[[ MATERIALS PROVIDED open ]]

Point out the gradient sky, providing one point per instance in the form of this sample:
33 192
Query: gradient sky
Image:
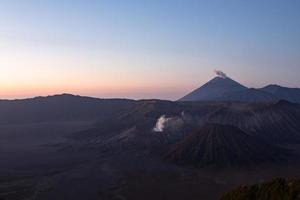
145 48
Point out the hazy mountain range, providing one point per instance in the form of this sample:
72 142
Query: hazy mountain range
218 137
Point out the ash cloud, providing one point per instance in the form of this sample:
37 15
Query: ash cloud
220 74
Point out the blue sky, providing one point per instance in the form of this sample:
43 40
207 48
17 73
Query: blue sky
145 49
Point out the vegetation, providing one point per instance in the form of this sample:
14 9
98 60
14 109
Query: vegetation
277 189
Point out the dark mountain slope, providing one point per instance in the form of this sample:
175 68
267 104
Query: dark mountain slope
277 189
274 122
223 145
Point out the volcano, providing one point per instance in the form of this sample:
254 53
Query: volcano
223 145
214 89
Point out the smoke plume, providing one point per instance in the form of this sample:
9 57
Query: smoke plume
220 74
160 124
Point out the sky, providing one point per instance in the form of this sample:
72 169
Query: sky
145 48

[[ MATERIALS PROVIDED closed ]]
[[ MATERIALS PROVIDED open ]]

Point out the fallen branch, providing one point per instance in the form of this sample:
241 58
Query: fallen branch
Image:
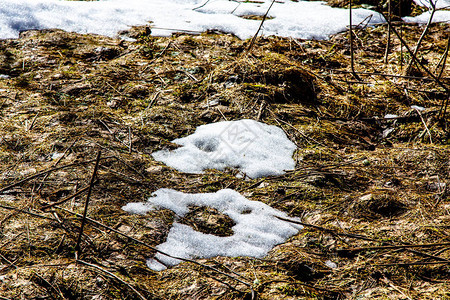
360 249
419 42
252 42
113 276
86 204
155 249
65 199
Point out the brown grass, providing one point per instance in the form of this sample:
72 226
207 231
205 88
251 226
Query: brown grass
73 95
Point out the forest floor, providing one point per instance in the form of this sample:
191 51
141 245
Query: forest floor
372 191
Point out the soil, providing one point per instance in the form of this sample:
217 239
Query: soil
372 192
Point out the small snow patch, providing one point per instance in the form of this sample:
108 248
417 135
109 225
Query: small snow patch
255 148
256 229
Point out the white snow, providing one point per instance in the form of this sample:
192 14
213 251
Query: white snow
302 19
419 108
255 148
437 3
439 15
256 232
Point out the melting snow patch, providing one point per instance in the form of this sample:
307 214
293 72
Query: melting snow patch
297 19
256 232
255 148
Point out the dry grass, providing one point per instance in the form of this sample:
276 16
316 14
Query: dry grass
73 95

[[ MATERIALS PROVIDED closed ]]

ABOUT THIS EXERCISE
What is the number of lines in the entries above that hold the string "gradient"? Please state that number alone.

SOLUTION
2